[Object position labeling entries]
------

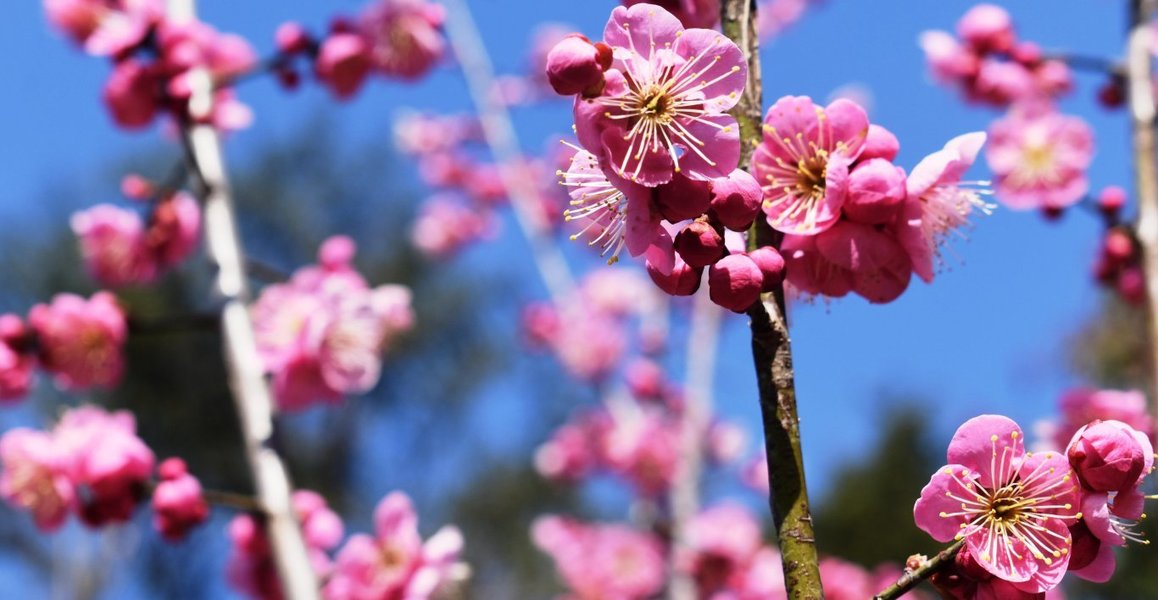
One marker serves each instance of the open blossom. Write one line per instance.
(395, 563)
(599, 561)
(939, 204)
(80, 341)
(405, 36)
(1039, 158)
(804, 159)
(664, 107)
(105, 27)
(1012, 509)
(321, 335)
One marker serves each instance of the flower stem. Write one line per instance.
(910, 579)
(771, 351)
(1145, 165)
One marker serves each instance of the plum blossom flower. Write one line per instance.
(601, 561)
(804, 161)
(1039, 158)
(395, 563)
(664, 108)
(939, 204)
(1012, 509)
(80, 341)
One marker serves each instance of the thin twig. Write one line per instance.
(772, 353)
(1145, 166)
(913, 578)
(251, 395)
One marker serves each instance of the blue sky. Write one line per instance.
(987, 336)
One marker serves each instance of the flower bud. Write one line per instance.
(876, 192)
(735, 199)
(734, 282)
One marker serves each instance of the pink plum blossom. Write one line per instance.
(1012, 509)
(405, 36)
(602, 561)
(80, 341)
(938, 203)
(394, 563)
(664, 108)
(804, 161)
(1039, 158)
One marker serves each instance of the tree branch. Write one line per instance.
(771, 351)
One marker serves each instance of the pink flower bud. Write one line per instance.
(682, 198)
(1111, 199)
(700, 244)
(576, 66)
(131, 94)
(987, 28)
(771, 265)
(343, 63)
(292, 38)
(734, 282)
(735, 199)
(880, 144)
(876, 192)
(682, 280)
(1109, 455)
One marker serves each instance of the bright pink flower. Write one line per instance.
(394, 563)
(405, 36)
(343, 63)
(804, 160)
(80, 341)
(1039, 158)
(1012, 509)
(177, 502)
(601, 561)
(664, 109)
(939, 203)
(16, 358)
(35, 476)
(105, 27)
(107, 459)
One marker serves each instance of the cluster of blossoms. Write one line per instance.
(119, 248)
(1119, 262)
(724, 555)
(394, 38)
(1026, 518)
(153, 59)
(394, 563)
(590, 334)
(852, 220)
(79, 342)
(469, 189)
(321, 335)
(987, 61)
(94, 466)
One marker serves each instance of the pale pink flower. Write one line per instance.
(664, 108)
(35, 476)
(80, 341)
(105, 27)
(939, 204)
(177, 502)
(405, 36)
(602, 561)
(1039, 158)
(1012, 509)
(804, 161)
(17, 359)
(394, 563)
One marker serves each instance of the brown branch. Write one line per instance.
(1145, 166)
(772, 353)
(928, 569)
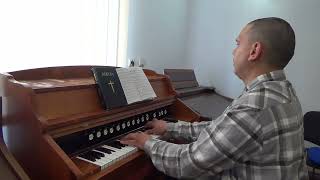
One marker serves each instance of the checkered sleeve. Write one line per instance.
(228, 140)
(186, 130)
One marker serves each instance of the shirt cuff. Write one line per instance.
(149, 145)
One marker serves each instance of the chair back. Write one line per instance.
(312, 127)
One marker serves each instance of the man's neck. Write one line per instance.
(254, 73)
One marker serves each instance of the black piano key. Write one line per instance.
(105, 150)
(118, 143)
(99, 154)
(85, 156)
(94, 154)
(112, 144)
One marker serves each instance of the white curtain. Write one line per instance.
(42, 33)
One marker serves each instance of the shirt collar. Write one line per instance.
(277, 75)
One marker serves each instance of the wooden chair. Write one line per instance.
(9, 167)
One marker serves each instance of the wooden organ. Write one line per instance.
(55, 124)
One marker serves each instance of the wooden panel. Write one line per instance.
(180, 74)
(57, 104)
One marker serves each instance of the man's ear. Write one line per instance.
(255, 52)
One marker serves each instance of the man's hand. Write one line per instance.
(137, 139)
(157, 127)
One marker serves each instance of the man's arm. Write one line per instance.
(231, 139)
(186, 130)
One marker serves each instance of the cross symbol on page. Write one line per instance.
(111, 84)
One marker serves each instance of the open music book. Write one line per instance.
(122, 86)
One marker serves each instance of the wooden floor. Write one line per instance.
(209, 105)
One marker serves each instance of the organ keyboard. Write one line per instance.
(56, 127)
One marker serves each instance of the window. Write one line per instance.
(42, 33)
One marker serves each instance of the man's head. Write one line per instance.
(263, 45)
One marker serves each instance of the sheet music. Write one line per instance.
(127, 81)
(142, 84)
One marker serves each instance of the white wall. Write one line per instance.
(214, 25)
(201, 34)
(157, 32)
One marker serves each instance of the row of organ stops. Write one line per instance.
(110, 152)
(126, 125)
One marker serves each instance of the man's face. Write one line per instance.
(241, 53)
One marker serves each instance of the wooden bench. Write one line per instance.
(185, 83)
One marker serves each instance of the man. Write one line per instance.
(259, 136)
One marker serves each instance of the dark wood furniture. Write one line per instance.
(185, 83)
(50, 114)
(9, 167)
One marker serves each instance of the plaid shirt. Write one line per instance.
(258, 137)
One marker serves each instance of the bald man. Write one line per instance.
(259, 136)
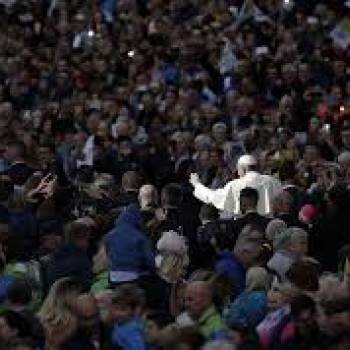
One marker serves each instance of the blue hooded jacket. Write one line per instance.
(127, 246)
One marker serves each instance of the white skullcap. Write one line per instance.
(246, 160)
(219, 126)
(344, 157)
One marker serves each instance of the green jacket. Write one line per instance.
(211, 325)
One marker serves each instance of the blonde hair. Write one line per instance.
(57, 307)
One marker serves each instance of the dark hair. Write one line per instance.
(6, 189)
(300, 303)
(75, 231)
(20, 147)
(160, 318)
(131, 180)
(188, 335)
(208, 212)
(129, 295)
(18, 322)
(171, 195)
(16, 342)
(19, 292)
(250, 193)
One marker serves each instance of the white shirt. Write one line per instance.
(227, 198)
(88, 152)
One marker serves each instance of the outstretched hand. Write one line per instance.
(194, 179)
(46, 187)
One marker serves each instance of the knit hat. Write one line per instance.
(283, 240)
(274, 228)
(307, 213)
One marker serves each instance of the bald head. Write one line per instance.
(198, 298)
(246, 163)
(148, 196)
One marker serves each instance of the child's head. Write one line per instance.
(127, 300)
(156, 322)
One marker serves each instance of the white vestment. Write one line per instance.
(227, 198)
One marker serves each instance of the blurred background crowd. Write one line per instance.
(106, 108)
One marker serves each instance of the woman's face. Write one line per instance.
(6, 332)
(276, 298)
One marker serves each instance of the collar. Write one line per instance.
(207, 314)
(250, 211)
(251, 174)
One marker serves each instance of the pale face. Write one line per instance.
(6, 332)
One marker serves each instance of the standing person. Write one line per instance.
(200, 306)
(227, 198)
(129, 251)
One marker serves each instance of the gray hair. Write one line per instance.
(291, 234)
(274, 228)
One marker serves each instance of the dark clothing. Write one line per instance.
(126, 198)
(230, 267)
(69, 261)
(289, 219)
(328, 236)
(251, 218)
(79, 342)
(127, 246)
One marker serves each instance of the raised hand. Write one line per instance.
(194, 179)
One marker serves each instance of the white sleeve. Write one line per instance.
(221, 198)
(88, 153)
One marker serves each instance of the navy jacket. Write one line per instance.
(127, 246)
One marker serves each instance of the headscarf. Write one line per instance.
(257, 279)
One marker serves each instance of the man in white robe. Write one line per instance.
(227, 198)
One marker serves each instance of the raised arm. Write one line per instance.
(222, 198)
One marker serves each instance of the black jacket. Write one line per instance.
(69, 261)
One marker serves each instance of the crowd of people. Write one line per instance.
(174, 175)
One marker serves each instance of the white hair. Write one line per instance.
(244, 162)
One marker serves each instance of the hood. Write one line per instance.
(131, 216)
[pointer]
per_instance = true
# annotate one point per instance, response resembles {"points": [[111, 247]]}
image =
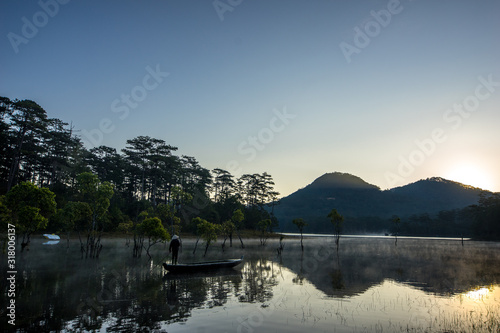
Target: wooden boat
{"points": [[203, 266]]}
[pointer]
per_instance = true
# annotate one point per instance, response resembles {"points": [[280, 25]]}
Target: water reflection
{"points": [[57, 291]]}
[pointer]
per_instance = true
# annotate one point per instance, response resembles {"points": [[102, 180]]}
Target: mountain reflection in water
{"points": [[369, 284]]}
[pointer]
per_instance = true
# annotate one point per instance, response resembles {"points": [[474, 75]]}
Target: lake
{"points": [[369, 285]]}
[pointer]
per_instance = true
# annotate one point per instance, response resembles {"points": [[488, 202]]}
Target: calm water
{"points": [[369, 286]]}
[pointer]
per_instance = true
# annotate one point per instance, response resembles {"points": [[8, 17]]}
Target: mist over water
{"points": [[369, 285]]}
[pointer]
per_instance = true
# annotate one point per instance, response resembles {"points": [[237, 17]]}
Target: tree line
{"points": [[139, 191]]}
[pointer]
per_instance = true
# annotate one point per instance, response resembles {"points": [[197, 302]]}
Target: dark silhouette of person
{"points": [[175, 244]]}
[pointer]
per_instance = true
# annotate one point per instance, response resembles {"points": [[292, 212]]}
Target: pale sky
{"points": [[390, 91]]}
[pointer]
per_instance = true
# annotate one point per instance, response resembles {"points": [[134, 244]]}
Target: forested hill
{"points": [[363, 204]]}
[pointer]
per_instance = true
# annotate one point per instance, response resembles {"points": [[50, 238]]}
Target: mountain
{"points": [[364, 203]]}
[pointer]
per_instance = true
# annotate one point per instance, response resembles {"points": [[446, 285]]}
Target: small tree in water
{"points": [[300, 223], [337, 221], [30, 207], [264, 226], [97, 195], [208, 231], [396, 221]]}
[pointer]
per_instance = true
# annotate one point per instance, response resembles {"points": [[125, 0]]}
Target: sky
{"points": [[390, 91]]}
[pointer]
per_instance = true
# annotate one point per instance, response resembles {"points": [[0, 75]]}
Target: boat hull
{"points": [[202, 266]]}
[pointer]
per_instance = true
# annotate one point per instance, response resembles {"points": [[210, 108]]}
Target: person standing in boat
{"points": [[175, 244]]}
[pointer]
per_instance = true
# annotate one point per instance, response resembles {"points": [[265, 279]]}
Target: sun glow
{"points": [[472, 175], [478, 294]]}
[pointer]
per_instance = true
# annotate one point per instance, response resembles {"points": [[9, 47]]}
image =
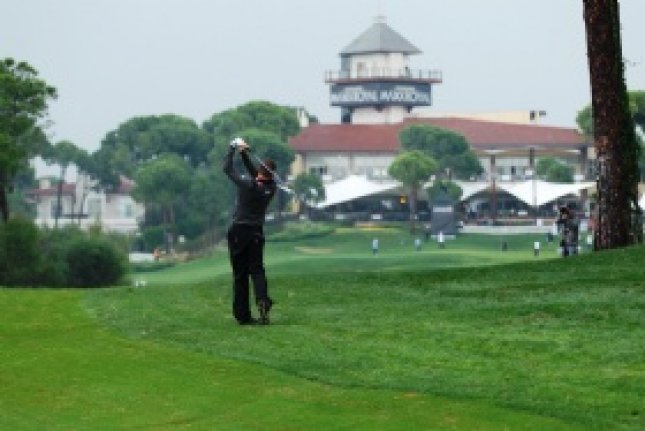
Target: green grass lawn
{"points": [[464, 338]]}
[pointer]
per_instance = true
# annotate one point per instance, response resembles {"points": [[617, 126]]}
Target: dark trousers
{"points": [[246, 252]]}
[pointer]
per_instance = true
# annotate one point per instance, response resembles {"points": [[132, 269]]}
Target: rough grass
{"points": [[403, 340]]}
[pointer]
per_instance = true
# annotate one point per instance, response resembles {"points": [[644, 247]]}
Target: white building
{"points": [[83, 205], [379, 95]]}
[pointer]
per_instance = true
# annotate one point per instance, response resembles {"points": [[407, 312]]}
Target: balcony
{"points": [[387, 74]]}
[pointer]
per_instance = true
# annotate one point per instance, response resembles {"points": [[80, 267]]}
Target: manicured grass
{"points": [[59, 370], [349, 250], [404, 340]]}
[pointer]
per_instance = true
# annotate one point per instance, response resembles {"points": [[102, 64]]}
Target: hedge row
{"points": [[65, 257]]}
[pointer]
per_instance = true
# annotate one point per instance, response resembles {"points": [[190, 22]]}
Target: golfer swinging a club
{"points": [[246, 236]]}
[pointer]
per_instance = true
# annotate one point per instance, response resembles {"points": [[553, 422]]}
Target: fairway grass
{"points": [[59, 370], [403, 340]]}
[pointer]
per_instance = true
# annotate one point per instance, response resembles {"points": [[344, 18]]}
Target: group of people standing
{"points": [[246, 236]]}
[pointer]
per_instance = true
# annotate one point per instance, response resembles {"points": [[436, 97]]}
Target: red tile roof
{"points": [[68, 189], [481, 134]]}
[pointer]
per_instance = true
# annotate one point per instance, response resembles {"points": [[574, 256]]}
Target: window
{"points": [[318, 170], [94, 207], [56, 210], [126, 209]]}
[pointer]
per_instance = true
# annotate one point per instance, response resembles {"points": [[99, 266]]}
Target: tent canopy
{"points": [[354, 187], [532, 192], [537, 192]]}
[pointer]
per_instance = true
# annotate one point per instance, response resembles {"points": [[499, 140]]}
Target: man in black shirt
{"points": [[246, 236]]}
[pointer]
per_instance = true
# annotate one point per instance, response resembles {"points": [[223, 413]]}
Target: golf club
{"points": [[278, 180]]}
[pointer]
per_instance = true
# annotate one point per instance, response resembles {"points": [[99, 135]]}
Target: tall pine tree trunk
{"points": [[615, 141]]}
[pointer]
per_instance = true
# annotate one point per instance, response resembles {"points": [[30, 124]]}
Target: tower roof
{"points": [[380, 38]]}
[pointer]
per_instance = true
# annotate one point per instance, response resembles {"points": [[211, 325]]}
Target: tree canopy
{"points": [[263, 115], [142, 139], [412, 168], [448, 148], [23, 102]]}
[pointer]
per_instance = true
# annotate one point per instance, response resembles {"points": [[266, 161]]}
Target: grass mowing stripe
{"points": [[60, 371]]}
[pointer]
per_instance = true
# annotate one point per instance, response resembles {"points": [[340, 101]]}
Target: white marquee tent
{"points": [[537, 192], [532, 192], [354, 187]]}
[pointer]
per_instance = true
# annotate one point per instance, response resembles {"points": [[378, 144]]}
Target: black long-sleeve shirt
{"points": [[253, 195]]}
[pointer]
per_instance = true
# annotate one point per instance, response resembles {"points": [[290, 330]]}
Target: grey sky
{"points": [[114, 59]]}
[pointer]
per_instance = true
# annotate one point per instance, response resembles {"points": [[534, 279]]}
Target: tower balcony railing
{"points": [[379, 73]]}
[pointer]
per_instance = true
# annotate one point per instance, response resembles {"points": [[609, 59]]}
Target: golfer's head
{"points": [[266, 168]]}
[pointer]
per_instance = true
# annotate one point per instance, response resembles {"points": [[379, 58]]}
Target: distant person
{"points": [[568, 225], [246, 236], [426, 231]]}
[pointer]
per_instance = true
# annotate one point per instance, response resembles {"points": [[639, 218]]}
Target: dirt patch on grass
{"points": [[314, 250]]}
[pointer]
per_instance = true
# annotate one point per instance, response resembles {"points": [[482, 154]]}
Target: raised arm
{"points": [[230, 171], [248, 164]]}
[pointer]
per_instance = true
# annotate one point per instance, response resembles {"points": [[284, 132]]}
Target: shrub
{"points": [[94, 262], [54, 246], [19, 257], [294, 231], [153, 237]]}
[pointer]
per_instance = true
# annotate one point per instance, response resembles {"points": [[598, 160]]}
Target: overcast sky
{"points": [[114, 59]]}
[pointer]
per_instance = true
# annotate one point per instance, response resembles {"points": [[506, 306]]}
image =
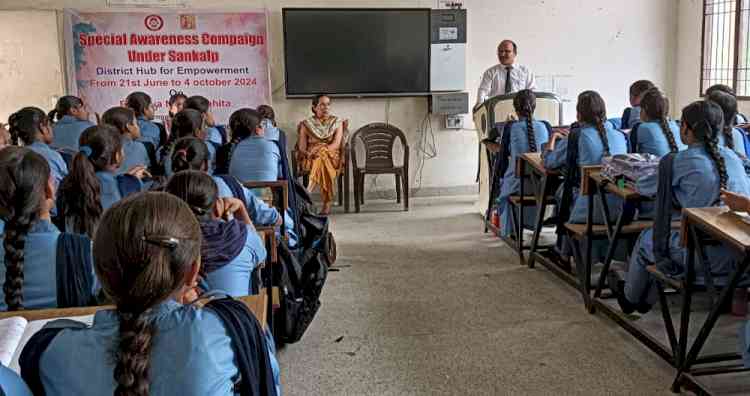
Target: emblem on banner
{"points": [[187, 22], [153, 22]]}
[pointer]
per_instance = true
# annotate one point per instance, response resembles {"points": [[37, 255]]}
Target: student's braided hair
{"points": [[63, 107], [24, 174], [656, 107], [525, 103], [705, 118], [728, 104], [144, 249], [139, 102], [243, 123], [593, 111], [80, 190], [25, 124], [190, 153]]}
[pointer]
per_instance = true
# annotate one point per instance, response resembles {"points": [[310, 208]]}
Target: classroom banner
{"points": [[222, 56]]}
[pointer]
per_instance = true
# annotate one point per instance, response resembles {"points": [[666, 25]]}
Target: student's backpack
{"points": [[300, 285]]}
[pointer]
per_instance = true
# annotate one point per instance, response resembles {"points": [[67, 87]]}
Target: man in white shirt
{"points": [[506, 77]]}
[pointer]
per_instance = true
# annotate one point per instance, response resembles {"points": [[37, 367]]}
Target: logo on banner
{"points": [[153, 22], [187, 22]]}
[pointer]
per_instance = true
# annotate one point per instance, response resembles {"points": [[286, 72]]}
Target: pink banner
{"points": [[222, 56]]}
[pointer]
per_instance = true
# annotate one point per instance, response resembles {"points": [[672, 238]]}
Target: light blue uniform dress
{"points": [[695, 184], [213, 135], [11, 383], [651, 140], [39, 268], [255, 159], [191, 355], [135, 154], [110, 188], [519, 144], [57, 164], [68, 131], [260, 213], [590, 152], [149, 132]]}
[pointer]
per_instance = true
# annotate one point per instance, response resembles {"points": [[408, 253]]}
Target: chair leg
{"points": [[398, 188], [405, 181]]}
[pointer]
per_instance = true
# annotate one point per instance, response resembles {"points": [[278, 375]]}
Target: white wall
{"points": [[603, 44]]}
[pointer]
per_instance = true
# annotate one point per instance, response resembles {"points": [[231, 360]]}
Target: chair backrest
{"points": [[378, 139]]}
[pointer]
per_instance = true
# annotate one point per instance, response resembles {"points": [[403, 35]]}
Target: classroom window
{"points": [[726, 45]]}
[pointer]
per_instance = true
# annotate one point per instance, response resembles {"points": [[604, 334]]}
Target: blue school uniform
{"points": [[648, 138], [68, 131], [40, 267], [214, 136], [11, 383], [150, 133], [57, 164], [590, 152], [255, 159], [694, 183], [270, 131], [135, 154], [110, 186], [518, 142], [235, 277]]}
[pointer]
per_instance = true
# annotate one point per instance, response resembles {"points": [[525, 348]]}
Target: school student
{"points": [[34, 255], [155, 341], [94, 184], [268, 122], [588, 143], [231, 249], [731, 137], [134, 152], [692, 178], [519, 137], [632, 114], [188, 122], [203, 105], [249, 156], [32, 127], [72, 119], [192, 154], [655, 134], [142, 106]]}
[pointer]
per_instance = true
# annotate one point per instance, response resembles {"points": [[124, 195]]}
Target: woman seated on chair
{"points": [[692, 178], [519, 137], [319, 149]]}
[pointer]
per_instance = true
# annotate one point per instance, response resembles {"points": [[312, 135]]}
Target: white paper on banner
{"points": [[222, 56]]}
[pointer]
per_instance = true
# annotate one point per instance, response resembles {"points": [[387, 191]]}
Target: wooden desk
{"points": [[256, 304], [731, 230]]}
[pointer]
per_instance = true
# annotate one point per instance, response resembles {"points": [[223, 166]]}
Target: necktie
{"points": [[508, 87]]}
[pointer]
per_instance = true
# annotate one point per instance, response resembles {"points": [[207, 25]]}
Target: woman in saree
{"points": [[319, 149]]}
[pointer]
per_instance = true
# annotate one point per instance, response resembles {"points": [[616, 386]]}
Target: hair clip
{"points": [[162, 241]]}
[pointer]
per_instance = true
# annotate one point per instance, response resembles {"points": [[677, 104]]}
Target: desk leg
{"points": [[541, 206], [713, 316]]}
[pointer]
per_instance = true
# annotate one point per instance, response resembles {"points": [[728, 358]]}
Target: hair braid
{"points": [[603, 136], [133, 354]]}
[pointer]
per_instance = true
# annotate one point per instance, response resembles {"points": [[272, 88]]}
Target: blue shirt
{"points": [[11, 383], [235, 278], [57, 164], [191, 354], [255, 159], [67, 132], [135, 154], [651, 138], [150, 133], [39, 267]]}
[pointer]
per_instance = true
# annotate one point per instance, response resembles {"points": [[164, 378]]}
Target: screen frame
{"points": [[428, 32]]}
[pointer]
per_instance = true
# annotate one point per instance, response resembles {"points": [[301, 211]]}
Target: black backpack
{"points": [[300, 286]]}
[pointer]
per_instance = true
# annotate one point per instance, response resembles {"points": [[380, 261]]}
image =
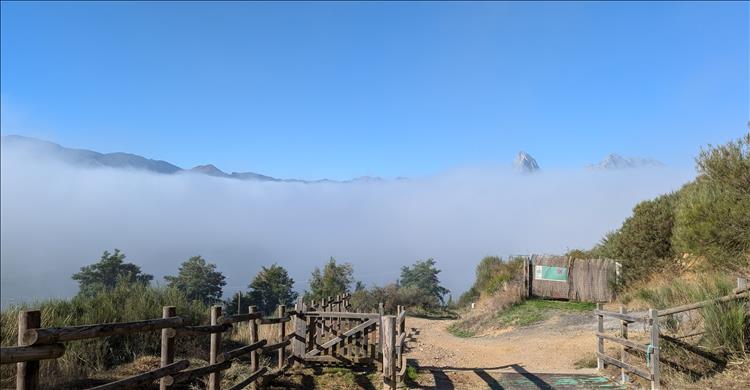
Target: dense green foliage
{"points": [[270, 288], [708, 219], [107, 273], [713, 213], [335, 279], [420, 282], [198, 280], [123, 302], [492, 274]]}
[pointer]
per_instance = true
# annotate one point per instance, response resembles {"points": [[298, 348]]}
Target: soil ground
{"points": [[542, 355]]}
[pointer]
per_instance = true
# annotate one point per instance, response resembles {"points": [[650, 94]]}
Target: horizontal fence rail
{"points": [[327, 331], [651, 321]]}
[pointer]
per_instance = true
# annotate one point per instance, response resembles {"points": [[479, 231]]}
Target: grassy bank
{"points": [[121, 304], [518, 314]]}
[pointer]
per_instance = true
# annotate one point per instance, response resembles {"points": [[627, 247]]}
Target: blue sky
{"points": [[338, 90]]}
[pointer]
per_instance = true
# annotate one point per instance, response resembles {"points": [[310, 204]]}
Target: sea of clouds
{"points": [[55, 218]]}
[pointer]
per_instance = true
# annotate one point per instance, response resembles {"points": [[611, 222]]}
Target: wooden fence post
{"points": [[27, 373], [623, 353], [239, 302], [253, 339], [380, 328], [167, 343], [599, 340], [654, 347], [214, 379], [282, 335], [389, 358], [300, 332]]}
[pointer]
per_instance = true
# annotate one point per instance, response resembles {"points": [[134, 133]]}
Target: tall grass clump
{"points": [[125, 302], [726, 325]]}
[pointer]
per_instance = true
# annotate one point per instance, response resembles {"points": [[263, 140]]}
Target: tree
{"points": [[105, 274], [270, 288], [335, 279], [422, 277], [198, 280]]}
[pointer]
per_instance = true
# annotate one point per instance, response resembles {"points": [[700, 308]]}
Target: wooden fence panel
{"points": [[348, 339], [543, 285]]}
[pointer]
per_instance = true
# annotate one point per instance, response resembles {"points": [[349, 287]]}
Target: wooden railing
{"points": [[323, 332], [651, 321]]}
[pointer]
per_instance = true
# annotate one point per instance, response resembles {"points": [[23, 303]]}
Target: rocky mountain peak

------

» **TASK INSTRUCTIONS**: Reproduce the lines of the listing word for word, from its first line through the line with "(1145, 165)", including that line. Leave out the pictures.

» **TASK ANSWER**:
One marker serves each instance of the open blossom. Write one line per instance.
(395, 563)
(599, 561)
(939, 204)
(80, 341)
(405, 36)
(1039, 158)
(804, 159)
(664, 107)
(105, 27)
(1012, 509)
(321, 335)
One marker serves each instance of the flower stem. Write one line per instance.
(910, 579)
(771, 351)
(1145, 165)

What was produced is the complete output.